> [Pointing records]
==================================================

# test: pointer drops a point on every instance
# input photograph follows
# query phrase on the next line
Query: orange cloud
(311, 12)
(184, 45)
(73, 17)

==================================================

> [What needs to be done]
Can you copy out every line of the records above, word for word and character for character?

> [Output of the exercise]
# test: pointer drops a point on every instance
# input photograph follows
# query phrase on the next line
Query: orange cloud
(311, 12)
(184, 45)
(73, 17)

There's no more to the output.